- THE EXERCISE
Please transfer every line in the part of the data that opens with the line containing "query: Where is the person carrying" and closes with the line containing "[261,340,372,360]", both included. Add -124 to each bounding box coordinate in the answers.

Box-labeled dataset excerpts
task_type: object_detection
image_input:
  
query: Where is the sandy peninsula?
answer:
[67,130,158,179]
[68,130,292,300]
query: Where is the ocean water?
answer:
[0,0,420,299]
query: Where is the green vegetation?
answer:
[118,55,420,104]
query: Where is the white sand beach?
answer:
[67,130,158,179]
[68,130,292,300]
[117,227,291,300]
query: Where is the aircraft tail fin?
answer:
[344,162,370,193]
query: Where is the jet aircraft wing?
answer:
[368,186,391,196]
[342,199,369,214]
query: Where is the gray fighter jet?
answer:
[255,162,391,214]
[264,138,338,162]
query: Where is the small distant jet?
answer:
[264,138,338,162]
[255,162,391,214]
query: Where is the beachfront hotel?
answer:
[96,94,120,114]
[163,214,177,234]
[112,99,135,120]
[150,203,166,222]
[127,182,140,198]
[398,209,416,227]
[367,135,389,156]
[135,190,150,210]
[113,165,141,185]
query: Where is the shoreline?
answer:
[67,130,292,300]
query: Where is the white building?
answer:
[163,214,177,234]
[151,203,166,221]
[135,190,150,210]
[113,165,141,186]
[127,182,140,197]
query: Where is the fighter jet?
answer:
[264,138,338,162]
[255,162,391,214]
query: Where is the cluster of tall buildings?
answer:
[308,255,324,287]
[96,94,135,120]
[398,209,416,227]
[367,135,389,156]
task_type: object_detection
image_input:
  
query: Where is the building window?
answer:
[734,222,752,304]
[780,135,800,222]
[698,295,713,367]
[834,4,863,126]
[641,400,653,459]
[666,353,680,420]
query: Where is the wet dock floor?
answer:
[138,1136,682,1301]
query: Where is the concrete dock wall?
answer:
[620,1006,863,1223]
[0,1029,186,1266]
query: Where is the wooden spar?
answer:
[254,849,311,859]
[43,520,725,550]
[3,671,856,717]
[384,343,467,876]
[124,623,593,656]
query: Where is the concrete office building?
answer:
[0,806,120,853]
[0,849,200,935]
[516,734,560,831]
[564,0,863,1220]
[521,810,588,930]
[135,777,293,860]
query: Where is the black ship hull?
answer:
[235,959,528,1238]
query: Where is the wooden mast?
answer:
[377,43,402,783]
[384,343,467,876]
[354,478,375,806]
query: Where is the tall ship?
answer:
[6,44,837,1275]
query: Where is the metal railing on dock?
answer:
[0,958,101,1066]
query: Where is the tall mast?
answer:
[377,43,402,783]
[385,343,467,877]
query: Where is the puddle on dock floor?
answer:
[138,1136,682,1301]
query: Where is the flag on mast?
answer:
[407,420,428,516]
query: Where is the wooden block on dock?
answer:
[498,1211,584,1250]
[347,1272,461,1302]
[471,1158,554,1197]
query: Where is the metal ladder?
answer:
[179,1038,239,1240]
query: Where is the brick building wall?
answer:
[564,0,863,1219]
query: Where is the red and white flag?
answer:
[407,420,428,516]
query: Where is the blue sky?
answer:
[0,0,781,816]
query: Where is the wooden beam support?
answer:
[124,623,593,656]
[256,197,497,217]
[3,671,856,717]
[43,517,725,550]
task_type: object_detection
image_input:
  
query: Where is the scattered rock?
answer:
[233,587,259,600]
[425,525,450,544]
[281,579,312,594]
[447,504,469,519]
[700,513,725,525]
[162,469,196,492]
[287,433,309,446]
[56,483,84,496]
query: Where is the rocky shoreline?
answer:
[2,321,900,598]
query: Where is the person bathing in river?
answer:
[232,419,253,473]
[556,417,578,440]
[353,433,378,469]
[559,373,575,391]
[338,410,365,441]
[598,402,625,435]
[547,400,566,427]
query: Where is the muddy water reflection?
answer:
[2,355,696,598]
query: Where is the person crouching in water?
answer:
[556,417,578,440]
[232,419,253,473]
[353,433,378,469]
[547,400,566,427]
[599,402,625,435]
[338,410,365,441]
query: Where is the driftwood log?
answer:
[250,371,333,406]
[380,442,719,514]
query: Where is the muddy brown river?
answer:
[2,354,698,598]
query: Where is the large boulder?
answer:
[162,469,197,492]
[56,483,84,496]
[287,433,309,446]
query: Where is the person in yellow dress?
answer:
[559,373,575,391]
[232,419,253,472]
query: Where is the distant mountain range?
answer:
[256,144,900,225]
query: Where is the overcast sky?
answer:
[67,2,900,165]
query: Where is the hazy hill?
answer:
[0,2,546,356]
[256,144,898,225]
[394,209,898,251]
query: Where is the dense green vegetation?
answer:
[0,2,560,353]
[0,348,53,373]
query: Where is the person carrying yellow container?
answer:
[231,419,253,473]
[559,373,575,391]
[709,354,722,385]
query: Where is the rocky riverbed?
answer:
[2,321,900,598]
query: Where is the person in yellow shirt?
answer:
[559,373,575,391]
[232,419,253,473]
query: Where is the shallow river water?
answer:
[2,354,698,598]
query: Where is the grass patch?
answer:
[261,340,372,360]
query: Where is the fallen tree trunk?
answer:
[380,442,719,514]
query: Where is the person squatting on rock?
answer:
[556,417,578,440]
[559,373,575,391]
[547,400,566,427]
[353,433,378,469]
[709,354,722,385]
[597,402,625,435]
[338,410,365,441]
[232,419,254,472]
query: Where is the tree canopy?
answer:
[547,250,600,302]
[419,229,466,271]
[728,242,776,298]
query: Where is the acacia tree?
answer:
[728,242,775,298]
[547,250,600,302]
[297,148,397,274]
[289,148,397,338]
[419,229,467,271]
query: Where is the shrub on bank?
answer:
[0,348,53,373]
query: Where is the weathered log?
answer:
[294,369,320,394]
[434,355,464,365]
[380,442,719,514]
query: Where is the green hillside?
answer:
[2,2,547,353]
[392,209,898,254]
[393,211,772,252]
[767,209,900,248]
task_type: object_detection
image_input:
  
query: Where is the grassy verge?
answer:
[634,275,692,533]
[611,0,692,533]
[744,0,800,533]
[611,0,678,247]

...

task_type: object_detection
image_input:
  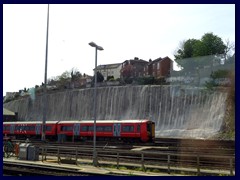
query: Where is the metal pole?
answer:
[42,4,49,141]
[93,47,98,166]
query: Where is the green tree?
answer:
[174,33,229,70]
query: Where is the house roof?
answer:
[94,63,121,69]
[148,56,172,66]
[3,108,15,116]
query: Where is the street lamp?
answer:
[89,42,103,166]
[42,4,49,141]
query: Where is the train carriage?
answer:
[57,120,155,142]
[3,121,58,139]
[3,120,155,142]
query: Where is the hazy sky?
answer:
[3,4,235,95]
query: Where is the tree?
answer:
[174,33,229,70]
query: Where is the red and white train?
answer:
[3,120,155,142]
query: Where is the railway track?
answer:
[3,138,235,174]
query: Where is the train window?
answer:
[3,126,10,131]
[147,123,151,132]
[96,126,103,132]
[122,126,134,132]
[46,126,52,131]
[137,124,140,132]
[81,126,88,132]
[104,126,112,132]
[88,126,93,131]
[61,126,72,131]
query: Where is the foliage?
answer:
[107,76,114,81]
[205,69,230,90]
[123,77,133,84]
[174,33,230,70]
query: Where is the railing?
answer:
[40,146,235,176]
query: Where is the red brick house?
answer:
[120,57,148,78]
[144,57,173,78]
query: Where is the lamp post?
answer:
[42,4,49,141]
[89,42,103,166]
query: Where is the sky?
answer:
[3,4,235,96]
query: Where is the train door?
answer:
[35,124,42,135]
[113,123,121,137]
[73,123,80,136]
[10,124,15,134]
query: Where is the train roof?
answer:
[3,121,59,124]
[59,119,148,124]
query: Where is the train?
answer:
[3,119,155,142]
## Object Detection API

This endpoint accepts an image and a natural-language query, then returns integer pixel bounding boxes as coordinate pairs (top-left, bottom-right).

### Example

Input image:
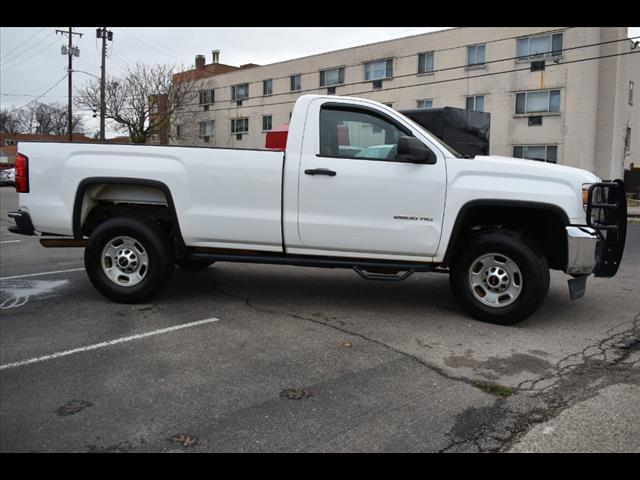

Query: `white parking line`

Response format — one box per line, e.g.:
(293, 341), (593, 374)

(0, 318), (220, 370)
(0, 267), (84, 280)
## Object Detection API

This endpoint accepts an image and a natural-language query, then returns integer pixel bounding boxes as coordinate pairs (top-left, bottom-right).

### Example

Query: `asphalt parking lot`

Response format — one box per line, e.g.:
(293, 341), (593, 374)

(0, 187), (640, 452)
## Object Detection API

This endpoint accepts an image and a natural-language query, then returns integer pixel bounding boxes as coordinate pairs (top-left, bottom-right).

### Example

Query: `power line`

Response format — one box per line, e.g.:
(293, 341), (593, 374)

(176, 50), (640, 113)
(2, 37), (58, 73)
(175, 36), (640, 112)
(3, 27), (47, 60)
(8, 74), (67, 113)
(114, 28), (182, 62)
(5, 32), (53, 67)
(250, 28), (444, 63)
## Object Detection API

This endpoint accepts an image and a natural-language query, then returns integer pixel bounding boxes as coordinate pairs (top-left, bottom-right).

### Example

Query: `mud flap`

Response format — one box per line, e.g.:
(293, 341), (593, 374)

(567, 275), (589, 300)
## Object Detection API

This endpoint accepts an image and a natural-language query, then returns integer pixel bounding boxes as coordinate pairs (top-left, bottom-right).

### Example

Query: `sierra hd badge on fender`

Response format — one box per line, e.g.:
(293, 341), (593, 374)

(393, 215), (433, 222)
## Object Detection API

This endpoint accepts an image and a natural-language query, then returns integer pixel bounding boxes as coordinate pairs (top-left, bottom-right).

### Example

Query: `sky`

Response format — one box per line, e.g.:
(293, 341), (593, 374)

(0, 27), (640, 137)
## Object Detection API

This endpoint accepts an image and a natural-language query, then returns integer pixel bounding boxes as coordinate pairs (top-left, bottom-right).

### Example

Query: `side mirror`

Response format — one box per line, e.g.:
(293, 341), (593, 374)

---

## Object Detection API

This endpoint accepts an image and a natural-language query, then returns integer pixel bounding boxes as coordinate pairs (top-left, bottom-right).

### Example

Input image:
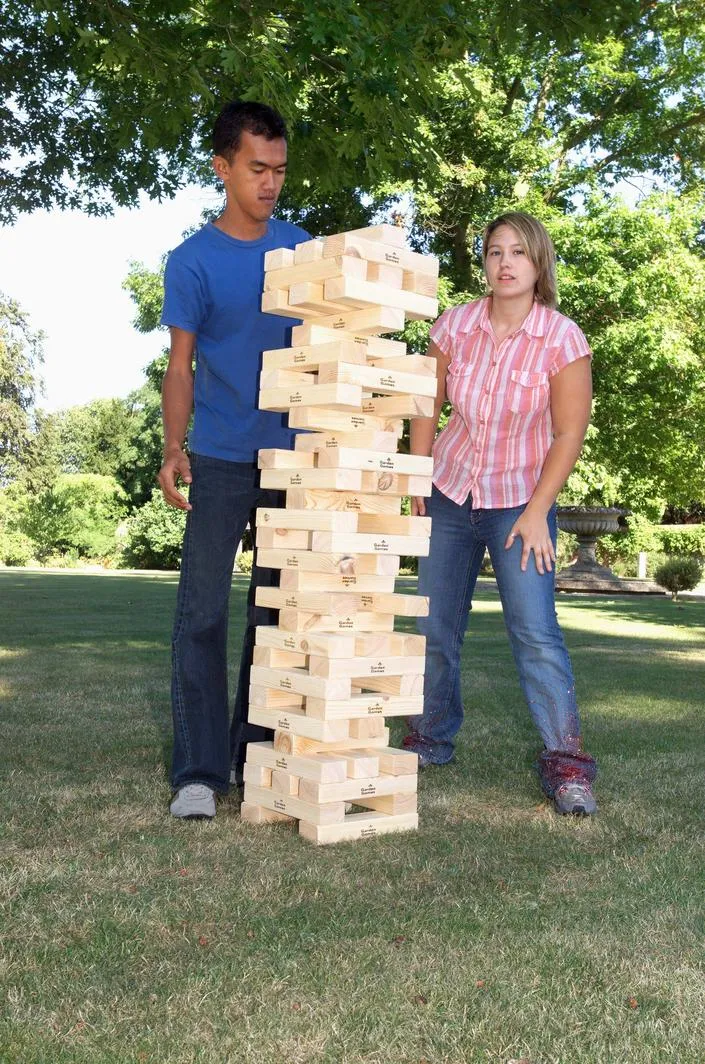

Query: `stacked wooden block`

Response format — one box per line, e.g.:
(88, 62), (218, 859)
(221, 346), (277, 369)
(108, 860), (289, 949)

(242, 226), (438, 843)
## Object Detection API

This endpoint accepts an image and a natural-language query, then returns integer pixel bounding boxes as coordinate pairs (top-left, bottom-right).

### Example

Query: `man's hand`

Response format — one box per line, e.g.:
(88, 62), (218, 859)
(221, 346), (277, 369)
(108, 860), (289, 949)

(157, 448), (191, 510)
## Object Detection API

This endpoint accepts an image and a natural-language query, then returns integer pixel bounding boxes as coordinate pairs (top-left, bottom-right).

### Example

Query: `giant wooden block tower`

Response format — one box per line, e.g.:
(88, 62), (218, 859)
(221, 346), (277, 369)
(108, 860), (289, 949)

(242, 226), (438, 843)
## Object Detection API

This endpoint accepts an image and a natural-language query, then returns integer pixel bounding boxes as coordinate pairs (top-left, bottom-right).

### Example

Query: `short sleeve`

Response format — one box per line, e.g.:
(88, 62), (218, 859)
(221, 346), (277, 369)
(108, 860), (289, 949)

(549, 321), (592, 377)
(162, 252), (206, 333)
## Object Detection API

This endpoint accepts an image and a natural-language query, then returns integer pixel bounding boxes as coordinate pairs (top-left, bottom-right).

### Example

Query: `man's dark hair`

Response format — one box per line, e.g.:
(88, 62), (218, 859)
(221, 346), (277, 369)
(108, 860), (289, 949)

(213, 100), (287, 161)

- RESULT
query: Where is the person carrying yellow container?
answer:
[107,295,129,349]
[435,249,451,267]
[585,230,598,261]
query: Where is the rocky riverbed?
answer:
[-122,197,776,474]
query: Where is the person in yellow shirt?
answer:
[435,249,451,267]
[108,295,129,349]
query: Where is the shallow river water?
answer:
[-122,230,574,474]
query: Where is the grass patch?
answer:
[137,216,248,236]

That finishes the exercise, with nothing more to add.